# REQUIRED TASKS
a. Please repeat everything in the blog archive from "I remember the" down to "this miraculous process.", word for word.
b. In the blog archive, how old was the writer when the writer's daughter was born?

SUPPLIED TEXT: Begin

Archive | June, 2013

Miracles Involve a Shift in Perspective

30 Jun

I remember the day my daughter was born. After months of indigestion, not being able to sleep (due to the gymnast residing in my belly), yeast infections, and a changed center of gravity, I went through this scary, uncertain experience called birth. I was 24 years old. It was painful and I didn’t know how long it would last, but in the end, I got the most beautiful gift…mi hija. Those were the days when you had to wait for someone to announce, “It’s a girl” or boy. After she was born, I was amazed at my body that had grown a child, birthed it into the world and was fully equipped to feed her. I had very little to do with it really, but I had faith and trust in this miraculous process.

There are times when I feel like I’m giving birth to this experience called, “moving to Mexico”. I’ve felt much less stressed this week. The house is prepped for selling and we have shown it several times. No one has backed a Brinks truck up to our door and unloaded the required bags of money (my vision). Today and every Sunday we are having an open house until it sells.

We are butterflies struggling out of the cocoon to spread our wings and fly. The struggle is itself part of the miraculous process that is required to throw off the cocoon and strengthen our wings for that migrational trip south. At times it is difficult to hang onto this enlightened perspective, the struggle is part of the process and something to be embraced with lessons of its own.

Visiting Bakersfield

Napping @Grandma’s

2011_Alex_Felice

Taking silly pics with the computer.

San Diego Tea Time

Stressing About Being Stressed

24 Jun

I detach myself from preconceived outcomes and trust that all is well.
~Anita Moorjani~

This is not the sexy part of the Adventures of Dos Tortas. Lisa got out of the hospital on Wednesday with a diagnosis of IBS (Irritible Bowel Syndrome). The combination of less than stellar eating and stress equals severe abdominal pain for her. For me it translates into chest pain and heart palpitations. This is NOT the fun part. At this point, all we can do is TRUST. We have no control, none, zilch, zippidy-doo-dah on the control. We KNOW the house will sell. We don’t know when or to whom. Our rental house is sold and closed. The FOR SALE sign on our present house is out on the curb and we’ve already had a serious looker. They’re bringing a contract. We’ll see.

If you’re considering selling all your possessions (or giving them away) and moving out of the country, here are some things I suggest:
~ Either do it by yourself or have an amazing partner who is “all in”. We have a solid relationship and by that I do not mean the absence of conflict. We have each other’s backs and are numero uno, each to the other.
~ No matter how much time you set aside to prepare, the end will be loco. There will not be enough massages, positive affirmations, meditations or meltdowns that will get you through this process unscathed. We have an incredibly supportive family and friends and that has helped so much.
~ It really helps to have a job that allows you some flexible time to search the web, write a blog or communicate with realtors. (It helps if it pays pretty well too.)
~ Be frugal…rarely eat out, invest in your future, be driven and committed. I mentioned it before, but the book YOUR MONEY OR YOUR LIFE (Robin & Dominguez), played a big part in getting me to this place.
~ Even if you would NEVER sell all your posessions and move out of the country, start today downsizing, simplifying, and being more frugal. All this STUFF takes up a lot of life energy. It must be bought, maintained, stored, disposed of, passed down, cleaned, and organized by you or someone after you’re gone.

Pictures of our house.

SUPPLIED TEXT: End
SUPPLIED INFORMATION: Begin

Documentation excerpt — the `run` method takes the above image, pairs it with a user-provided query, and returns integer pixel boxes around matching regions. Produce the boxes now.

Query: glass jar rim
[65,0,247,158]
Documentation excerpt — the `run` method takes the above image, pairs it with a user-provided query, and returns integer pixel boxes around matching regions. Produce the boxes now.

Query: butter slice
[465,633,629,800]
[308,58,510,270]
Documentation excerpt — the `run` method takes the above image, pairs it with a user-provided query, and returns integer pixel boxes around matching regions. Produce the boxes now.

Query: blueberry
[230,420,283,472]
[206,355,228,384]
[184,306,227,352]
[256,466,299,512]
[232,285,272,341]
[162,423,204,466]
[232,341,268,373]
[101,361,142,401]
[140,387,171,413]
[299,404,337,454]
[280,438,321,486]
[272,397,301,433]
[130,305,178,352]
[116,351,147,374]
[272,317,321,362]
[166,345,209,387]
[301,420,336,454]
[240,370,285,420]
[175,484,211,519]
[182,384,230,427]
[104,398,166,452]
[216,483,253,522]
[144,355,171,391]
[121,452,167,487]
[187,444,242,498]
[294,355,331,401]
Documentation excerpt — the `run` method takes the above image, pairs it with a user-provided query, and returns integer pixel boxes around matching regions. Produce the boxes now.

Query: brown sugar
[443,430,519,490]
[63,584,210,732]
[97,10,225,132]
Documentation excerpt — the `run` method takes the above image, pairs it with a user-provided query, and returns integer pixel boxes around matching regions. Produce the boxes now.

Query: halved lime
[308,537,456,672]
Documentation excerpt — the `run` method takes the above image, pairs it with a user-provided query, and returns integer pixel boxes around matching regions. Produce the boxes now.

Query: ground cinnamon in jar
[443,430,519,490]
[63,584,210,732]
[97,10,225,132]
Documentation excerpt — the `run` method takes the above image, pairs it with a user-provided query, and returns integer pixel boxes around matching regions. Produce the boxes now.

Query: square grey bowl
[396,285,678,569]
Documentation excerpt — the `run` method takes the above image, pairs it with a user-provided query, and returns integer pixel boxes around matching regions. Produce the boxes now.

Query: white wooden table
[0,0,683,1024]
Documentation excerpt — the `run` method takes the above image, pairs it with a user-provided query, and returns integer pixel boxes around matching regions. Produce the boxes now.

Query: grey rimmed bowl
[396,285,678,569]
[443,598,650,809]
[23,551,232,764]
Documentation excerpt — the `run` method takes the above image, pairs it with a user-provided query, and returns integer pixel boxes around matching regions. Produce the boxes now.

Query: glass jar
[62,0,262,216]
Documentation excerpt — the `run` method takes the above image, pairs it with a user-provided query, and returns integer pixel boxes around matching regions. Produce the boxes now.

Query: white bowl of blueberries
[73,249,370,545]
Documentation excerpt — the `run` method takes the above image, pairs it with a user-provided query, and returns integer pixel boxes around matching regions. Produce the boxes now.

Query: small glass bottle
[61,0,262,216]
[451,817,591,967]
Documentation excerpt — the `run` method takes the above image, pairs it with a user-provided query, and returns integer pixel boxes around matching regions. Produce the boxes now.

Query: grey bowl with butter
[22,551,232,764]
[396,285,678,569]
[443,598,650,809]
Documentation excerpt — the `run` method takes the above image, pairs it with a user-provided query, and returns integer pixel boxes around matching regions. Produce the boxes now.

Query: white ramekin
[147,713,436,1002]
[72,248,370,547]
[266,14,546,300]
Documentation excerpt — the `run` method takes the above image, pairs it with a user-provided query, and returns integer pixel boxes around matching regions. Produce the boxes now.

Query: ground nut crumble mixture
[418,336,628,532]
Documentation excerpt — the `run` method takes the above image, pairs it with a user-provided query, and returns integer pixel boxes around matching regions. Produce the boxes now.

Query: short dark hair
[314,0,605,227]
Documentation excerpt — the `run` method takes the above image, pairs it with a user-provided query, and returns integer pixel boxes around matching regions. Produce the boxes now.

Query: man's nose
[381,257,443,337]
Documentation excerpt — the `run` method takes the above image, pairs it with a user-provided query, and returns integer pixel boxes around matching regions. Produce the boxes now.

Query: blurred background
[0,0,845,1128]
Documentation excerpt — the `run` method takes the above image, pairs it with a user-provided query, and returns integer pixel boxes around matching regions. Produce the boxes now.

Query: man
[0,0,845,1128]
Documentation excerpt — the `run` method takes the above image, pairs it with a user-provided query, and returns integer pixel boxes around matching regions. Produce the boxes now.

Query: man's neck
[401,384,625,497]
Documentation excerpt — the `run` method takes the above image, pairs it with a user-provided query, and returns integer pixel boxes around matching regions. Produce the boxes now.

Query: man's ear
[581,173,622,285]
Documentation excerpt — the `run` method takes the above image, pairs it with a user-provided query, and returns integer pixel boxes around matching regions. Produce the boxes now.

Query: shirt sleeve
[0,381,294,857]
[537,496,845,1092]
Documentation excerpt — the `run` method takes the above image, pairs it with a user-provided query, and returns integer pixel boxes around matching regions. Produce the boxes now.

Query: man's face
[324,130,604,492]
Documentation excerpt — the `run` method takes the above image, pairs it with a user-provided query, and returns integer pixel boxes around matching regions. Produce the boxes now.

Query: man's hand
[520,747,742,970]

SUPPLIED INFORMATION: End

# REPLIES
a.
I remember the day my daughter was born. After months of indigestion, not being able to sleep (due to the gymnast residing in my belly), yeast infections, and a changed center of gravity, I went through this scary, uncertain experience called birth. I was 24 years old. It was painful and I didn’t know how long it would last, but in the end, I got the most beautiful gift…mi hija. Those were the days when you had to wait for someone to announce, “It’s a girl” or boy. After she was born, I was amazed at my body that had grown a child, birthed it into the world and was fully equipped to feed her. I had very little to do with it really, but I had faith and trust in this miraculous process.

b. 24 years old.